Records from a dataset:
================================

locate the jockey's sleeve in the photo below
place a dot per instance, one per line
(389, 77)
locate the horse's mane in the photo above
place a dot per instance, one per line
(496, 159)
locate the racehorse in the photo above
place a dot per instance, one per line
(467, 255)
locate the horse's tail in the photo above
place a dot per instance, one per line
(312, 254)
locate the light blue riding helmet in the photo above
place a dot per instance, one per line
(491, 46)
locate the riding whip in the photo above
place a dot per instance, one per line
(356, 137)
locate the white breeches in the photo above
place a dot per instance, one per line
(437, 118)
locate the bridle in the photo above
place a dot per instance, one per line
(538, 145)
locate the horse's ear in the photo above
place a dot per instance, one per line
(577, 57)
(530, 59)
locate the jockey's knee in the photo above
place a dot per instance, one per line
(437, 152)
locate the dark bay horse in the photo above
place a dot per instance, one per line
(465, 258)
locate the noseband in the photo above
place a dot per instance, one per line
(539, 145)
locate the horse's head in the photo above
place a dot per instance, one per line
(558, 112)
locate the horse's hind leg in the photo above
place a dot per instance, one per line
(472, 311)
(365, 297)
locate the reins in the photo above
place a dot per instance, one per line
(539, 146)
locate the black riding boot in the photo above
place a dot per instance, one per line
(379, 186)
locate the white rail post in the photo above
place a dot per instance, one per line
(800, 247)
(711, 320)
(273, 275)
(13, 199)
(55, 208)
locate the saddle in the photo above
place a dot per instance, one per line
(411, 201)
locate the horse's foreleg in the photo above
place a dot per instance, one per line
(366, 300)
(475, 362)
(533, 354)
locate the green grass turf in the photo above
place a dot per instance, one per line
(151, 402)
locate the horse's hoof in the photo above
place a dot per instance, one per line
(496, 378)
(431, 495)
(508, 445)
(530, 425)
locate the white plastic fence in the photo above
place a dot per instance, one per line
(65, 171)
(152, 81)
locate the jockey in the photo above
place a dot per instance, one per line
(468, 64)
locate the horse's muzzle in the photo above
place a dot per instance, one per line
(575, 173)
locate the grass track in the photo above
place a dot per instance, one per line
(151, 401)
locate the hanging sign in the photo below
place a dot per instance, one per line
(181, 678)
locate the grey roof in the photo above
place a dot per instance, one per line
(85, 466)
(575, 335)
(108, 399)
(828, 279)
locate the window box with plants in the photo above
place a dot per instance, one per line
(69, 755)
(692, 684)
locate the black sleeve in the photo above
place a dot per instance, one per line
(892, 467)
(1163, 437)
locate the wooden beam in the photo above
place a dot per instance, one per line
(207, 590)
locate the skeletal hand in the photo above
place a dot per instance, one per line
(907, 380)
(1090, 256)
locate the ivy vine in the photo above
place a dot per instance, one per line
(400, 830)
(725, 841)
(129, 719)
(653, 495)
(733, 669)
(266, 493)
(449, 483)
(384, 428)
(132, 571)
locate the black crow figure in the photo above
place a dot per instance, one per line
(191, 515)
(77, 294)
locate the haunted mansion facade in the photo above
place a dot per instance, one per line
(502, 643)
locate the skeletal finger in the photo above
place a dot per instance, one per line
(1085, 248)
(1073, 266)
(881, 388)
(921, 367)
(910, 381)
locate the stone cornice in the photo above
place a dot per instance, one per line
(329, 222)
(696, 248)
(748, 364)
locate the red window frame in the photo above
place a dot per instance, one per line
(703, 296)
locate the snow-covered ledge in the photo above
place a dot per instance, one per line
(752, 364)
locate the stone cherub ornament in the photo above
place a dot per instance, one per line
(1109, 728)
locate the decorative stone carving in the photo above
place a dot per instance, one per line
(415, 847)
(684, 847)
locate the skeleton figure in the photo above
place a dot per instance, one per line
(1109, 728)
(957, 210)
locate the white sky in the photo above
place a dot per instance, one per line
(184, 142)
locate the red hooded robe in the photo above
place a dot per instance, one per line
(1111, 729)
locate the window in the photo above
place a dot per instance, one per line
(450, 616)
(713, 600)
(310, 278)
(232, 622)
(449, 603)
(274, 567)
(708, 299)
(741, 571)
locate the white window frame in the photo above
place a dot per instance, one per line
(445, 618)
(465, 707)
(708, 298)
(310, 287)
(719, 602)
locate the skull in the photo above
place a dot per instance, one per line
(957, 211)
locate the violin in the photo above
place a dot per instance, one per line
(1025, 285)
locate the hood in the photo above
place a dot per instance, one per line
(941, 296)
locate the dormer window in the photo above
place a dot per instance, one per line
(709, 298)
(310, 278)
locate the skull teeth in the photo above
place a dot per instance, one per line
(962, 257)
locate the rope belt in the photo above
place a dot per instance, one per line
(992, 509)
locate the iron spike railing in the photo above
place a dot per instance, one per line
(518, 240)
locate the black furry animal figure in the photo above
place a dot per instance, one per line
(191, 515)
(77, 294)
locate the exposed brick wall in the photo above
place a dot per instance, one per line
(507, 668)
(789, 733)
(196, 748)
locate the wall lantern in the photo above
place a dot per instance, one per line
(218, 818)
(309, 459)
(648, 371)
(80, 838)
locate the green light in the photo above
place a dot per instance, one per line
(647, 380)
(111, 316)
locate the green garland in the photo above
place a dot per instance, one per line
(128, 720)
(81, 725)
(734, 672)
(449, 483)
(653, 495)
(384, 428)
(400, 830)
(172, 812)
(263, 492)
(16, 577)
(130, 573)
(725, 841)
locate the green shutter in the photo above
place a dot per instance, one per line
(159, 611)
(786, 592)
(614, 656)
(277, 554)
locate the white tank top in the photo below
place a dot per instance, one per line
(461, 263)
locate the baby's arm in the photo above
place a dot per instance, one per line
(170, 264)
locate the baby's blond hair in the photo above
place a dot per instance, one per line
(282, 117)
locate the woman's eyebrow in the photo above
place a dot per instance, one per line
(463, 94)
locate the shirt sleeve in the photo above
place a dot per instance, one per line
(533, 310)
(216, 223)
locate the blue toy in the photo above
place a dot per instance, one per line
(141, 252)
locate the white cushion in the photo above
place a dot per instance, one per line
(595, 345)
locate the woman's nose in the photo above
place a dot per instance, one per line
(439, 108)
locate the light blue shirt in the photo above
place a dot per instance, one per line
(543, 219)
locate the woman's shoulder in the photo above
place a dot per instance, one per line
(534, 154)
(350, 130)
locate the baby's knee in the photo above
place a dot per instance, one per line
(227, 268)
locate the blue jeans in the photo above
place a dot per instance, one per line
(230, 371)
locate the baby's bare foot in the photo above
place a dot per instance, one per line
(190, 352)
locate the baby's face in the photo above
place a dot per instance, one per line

================================

Written problem: Copy out the records above, switching each "place a dot" to "put a point" and leaving everything else unchanged.

Full answer:
locate the jockey's sleeve in the photo below
put a point per instance, one per line
(389, 77)
locate the horse's mane in the photo above
put a point per instance, one per line
(496, 159)
locate the racehorse in the photo above
put a point per instance, one per line
(467, 255)
locate the horse's tail in the photo above
put a point per instance, one per line
(312, 254)
locate the light blue riding helmet in the photo above
put a point per instance, one per line
(491, 46)
locate the riding whip in the photo above
put a point per instance, one per line
(356, 137)
locate the white breeches in the photo above
put a point per instance, one per line
(437, 118)
locate the bridle in the photo above
put a point per instance, one per line
(538, 145)
locate the horse's ear in the photo above
put a point per instance, one per line
(577, 57)
(530, 59)
locate the jockey's knee in the photo above
put a point per instance, one per line
(437, 152)
locate the dark bay horse in the photo above
put a point per instance, one per line
(465, 258)
locate the noseband in the photo above
put a point per instance, one per line
(539, 145)
locate the horse's head in the photo above
put a point per instance, one per line
(558, 112)
locate the horse's hind leg in the photo above
put a point per instance, one per line
(472, 311)
(365, 297)
locate the reins in the photo above
put a point per instance, one per line
(539, 146)
locate the black riding boot in the photo above
put a point per instance, one per line
(379, 186)
locate the white rail post in the photo above
put a point per instance, one per line
(800, 247)
(711, 320)
(273, 275)
(13, 199)
(55, 208)
locate the saddle in the photo above
put a point per instance, one per line
(411, 201)
locate the horse's foreleg in the photo above
put a point per instance, one per line
(366, 300)
(475, 362)
(533, 354)
locate the green grass turf in the photo above
put a point per instance, one per line
(151, 402)
locate the horse's hoof in the photo above
put a point per instance, one per line
(496, 378)
(431, 495)
(508, 445)
(530, 425)
locate the white plastic fence in the photo above
put a point per instance, one per line
(65, 171)
(152, 81)
locate the jockey in the photo above
put a point per instance, one per line
(468, 64)
locate the horse's muzzle in the photo above
put a point per instance, one per line
(575, 173)
locate the grass track in the photo above
put a point per instance, one per line
(151, 401)
locate the hanging sign in the photo below
put a point per instance, one per line
(181, 678)
locate the grey roof in the photo above
put a point per instance, one per line
(85, 466)
(575, 335)
(108, 399)
(828, 279)
locate the window box with plants in the photo above
put a point per instance, one per line
(69, 755)
(692, 684)
locate the black sleeve in the photo above
put a point per instance, one per line
(892, 467)
(1163, 437)
locate the wooden beam in the photo above
put a point per instance, one per line
(207, 590)
locate the skeletal hand in the photo above
put a point per instance, one per line
(907, 380)
(1090, 256)
locate the ivy vine in the photo above
put a point per instance, one per line
(400, 830)
(725, 841)
(129, 719)
(653, 495)
(733, 669)
(266, 493)
(449, 483)
(384, 428)
(132, 571)
locate the black crow figure in the photo above
put a point per instance, one per line
(191, 515)
(77, 294)
locate the haunted mansion facade in the photo above
put a point per instance, one per line
(502, 643)
locate the skeletal finger in the photo above
put a point per instance, one per line
(1085, 248)
(1073, 266)
(881, 388)
(921, 367)
(910, 381)
locate the stone cornice in the photo above
put a point per instance, one per line
(329, 222)
(696, 248)
(748, 364)
locate the red window frame in the photo above
put a point per instance, one per line
(703, 296)
locate the snow-covered ledge in the photo above
put a point per instance, one per line
(752, 364)
locate the stone cherub ornament in the photo above
put a point per instance, one per line
(1109, 728)
locate the decorative stone carving in the photo above
put a point per instance, one per line
(415, 847)
(684, 847)
locate the skeleton figure in the photo above
put a point per instance, one per line
(1109, 728)
(957, 210)
locate the white sky in the photo above
put a point per instance, one per line
(184, 142)
locate the red hooded robe in the photo above
put a point per instance, one per line
(1111, 729)
locate the window in the photo above
put a point per instance, one per line
(450, 616)
(713, 600)
(310, 278)
(232, 622)
(449, 603)
(274, 567)
(708, 299)
(741, 571)
locate the white window frame in the photo above
put a point per instance, one per line
(445, 618)
(465, 707)
(708, 298)
(310, 287)
(719, 602)
locate the skull in the photo above
put a point per instance, one per line
(957, 211)
locate the violin in the photo above
put a point per instance, one per line
(1025, 285)
locate the hood in the photo above
put a point per instance, one per line
(941, 296)
locate the dormer window in the photo above
put a point per instance, one per line
(709, 298)
(310, 278)
locate the skull teeth in the photo above
put a point per instance, one per line
(962, 257)
locate the rope belt in the photo above
put a point per instance, one per line
(992, 509)
locate the iron spike railing in the photo above
put a point per instance, one per line
(518, 240)
locate the black furry animal figure in the photo above
put a point per instance, one per line
(191, 515)
(77, 294)
locate the exposed brick wall in the photo above
put a point per instance, one per line
(507, 668)
(789, 733)
(196, 748)
locate the wall lantern in the photo above
put a point per instance, one per line
(218, 818)
(309, 459)
(648, 371)
(80, 838)
locate the green light in the photo above
put a point per instance, one per line
(647, 380)
(111, 316)
locate the green garland in the photo above
put a point per instance, one per line
(128, 720)
(81, 725)
(734, 672)
(449, 483)
(653, 495)
(384, 428)
(400, 830)
(172, 812)
(263, 492)
(16, 577)
(130, 573)
(725, 841)
locate the green shutter in the photo above
put a point per instance, one per line
(159, 611)
(786, 592)
(614, 656)
(277, 554)
locate the white tank top in the photo below
put a point per instance, one per line
(461, 263)
locate the baby's arm in the photo above
put a point per instance, one per line
(170, 264)
locate the baby's blond hair in the photo above
put a point per instance, one per line
(282, 117)
locate the woman's eyebrow in the photo above
put a point per instance, one per line
(463, 94)
locate the shirt sleeve in the photo above
put a point per instance, one per line
(533, 310)
(216, 223)
locate the blue toy in the photo above
put a point per instance, one per line
(141, 252)
locate the white cushion in the photo above
put a point per instance, one per line
(595, 345)
locate the woman's nose in the photo above
put a point per instance, one per line
(439, 108)
locate the light blue shirt in the photo above
put a point per instance, one per line
(543, 219)
locate the woman's shoulder in the photo above
put a point per instance, one per line
(534, 154)
(350, 130)
locate the baby's knee in the photo above
put a point per instance, one per line
(227, 268)
locate the blue jeans in the photo above
put a point per instance, one per line
(230, 371)
locate the baby's bare foot in the photo above
put a point per instance, one per line
(190, 352)
locate the baby's face in the photo above
put a point per instance, one per line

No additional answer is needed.